Pero no es sólo esto. En el artículo “La nueva cruzada universitaria”, de David Brooks (El País, 3-6-15), se nos cuenta hasta dónde ha llegado la situación en muchos campus estadounidenses. Brooks se muestra comprensivo y moderado, y al hablar de las nuevas generaciones admite: “Pretenden controlar las normas sociales para que deje de haber permisividad ante los comentarios hirientes y el apoyo tácito al fanatismo. En cierto sentido, por supuesto, tienen razón”.
Parece estarse olvidando que vivimos en colectividad; que las ideas de unos chocan con las de otros o las refutan
El problema estriba en que, continúa, “la autoridad suprema no emana de ninguna verdad difícil de entender. Emana de los sentimientos personales de cada individuo. En cuanto una persona percibe que algo le ha causado dolor, o que no están de acuerdo con ella, o se siente ‘insegura’, se ha cometido una infracción”. (Las cursivas son mías.) Y cita el caso de una estudiante de Brown que abandonó un debate en la Universidad y se resguardó en una habitación aislada porque “se sentía bombardeada por una avalancha de puntos de vista que iban verdaderamente en contra” de sus firmes y adoradas convicciones.

• _Material proporcionado_:
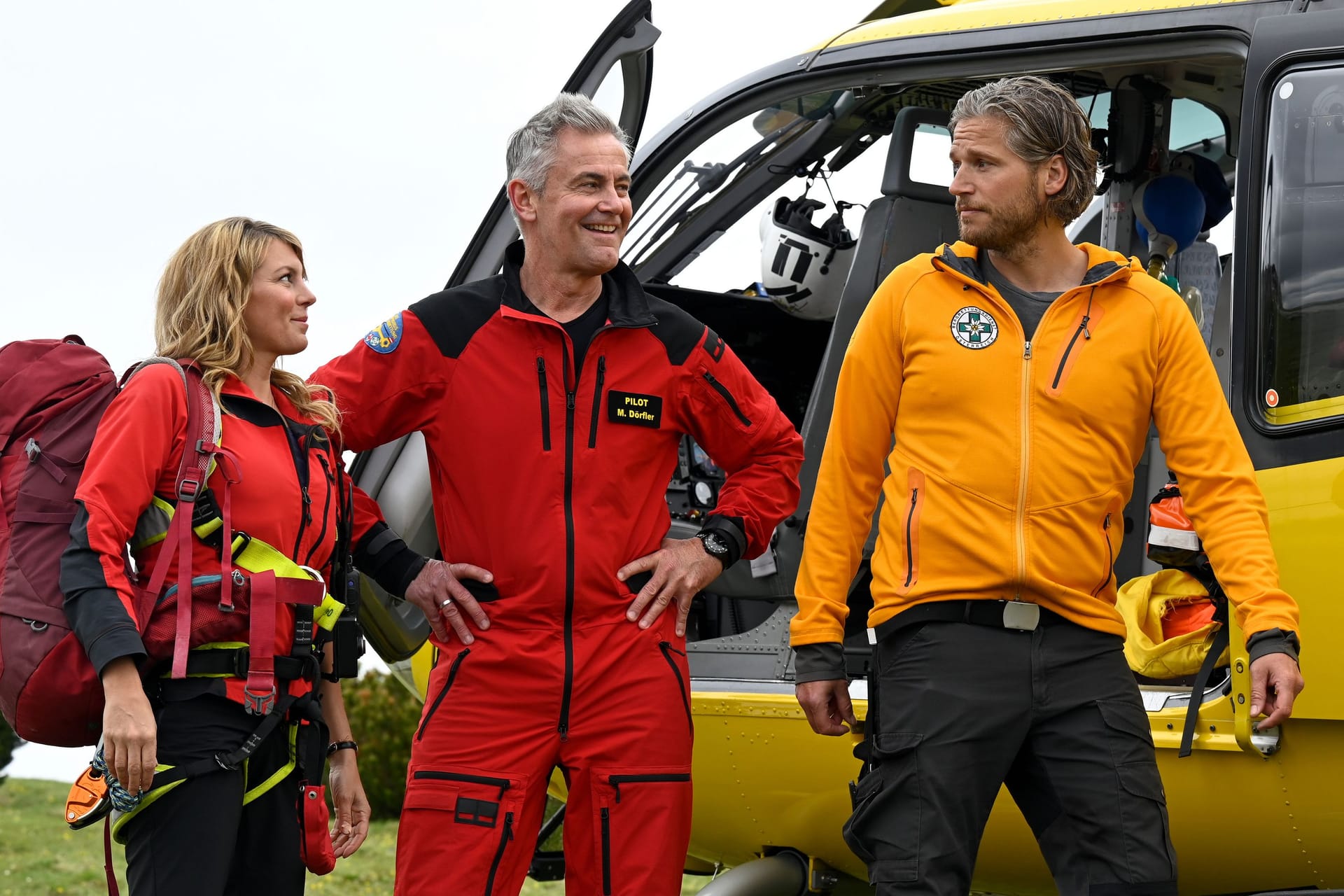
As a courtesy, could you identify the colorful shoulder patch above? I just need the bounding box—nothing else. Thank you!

==

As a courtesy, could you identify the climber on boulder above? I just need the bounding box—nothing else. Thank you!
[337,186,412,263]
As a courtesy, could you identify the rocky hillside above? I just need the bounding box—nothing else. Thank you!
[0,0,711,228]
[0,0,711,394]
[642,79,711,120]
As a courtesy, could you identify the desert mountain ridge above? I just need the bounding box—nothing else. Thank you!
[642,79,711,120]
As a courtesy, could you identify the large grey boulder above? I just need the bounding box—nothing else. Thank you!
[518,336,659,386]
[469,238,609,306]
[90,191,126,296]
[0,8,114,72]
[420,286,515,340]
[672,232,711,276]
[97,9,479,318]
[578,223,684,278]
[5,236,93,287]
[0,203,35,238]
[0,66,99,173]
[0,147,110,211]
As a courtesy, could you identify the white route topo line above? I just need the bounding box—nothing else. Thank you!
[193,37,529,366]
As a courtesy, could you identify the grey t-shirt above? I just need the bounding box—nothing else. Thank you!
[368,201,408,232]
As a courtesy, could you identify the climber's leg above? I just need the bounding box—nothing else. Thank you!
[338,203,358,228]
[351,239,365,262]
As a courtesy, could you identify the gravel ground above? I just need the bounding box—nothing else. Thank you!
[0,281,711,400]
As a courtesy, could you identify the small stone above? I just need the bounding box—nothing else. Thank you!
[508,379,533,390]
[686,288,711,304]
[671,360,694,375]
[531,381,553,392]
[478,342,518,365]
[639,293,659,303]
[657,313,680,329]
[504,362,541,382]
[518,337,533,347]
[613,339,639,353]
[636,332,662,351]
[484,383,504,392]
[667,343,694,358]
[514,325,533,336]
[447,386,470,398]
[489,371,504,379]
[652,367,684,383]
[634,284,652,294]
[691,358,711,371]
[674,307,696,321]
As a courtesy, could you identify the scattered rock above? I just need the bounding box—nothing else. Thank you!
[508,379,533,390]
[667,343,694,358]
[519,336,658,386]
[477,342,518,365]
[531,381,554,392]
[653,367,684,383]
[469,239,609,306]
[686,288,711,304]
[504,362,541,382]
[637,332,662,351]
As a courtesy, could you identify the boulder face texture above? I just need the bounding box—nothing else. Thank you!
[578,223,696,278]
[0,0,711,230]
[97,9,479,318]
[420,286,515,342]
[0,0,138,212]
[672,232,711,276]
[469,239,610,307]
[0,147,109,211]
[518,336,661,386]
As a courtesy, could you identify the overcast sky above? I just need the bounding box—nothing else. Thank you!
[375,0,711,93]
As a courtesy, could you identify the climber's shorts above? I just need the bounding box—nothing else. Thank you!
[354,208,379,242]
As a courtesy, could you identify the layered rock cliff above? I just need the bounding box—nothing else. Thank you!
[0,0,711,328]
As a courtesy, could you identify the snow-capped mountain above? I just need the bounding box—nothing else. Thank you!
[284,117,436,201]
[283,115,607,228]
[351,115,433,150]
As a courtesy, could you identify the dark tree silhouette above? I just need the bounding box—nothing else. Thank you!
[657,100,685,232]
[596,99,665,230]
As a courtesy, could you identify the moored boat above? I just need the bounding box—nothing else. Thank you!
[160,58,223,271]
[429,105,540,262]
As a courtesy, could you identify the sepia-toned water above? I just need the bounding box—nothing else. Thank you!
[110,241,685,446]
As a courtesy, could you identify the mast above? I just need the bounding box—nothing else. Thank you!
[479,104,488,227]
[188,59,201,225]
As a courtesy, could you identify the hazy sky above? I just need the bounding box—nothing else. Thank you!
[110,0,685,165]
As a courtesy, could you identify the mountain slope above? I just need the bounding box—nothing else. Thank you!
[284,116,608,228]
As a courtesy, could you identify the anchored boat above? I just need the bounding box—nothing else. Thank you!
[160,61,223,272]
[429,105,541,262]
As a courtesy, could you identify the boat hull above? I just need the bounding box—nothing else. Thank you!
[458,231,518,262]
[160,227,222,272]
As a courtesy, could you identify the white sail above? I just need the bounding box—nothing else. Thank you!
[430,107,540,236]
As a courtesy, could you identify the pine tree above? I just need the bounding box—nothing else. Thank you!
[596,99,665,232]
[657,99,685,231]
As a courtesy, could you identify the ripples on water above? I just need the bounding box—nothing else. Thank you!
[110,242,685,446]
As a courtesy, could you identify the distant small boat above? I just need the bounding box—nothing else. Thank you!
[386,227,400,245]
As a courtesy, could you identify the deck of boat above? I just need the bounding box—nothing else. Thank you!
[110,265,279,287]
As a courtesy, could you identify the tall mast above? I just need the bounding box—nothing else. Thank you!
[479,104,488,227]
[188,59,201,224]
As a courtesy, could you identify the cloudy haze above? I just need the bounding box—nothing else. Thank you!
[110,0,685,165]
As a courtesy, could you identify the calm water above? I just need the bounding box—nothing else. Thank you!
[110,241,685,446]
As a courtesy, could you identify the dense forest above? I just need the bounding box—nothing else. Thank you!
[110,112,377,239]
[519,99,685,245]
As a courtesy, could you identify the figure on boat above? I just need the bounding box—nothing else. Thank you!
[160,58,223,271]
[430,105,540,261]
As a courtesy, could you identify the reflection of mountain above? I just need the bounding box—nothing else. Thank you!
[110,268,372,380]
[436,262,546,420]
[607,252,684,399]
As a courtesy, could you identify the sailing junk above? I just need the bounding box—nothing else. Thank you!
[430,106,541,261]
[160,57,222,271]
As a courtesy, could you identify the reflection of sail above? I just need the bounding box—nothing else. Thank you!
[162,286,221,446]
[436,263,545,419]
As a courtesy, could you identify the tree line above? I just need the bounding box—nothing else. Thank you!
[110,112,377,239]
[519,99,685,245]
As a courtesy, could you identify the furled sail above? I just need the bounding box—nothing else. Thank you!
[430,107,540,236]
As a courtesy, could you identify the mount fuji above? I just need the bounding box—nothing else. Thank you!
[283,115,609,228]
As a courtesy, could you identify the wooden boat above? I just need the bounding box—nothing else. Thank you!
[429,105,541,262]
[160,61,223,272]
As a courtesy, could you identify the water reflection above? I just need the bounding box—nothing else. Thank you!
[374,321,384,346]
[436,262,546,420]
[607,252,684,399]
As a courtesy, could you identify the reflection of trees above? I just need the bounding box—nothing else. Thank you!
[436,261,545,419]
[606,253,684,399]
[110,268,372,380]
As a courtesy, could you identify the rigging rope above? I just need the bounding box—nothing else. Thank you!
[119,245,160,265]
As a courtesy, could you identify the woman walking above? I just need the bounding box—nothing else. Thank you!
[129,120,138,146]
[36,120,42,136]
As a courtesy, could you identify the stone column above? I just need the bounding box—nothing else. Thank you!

* * *

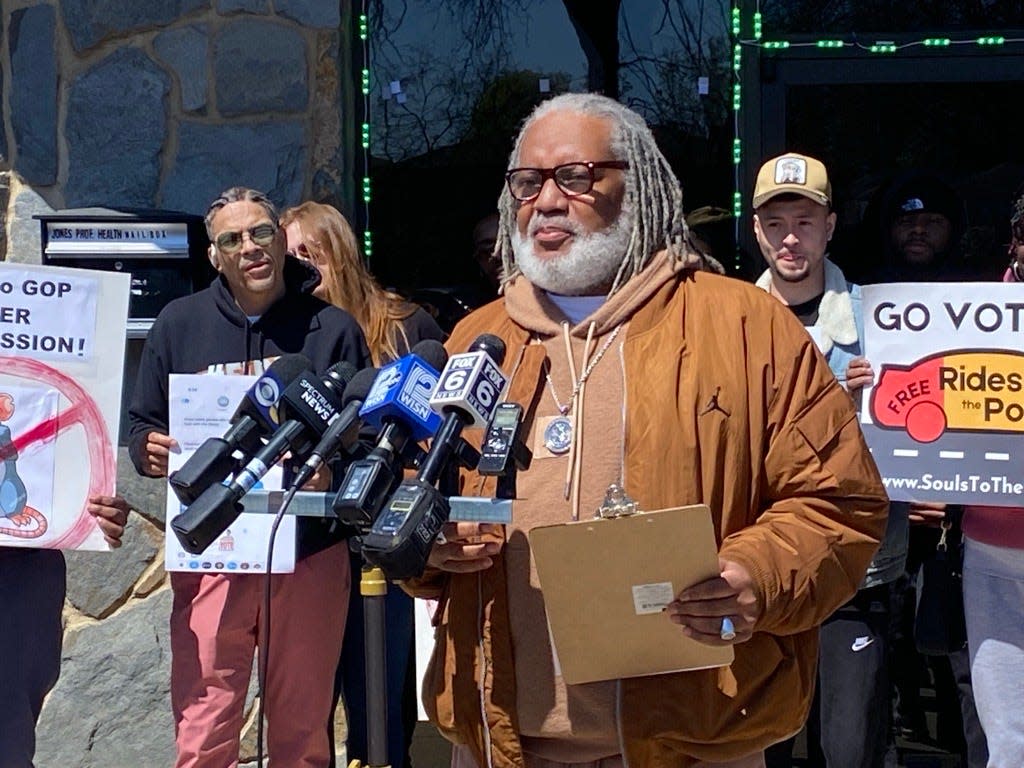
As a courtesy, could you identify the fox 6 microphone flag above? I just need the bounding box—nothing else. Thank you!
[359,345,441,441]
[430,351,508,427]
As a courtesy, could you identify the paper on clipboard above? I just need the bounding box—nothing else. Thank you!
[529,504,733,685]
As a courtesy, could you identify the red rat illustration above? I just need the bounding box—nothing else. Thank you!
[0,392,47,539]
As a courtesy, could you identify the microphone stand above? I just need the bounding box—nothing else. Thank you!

• _Ejercicio_:
Transcribe del fragmento citado el pasaje que va desde "Parece estarse olvidando" hasta "y adoradas convicciones.", ambos incluidos.

• _Espacio de respuesta_:
Parece estarse olvidando que vivimos en colectividad; que las ideas de unos chocan con las de otros o las refutan
El problema estriba en que, continúa, “la autoridad suprema no emana de ninguna verdad difícil de entender. Emana de los sentimientos personales de cada individuo. En cuanto una persona percibe que algo le ha causado dolor, o que no están de acuerdo con ella, o se siente ‘insegura’, se ha cometido una infracción”. (Las cursivas son mías.) Y cita el caso de una estudiante de Brown que abandonó un debate en la Universidad y se resguardó en una habitación aislada porque “se sentía bombardeada por una avalancha de puntos de vista que iban verdaderamente en contra” de sus firmes y adoradas convicciones.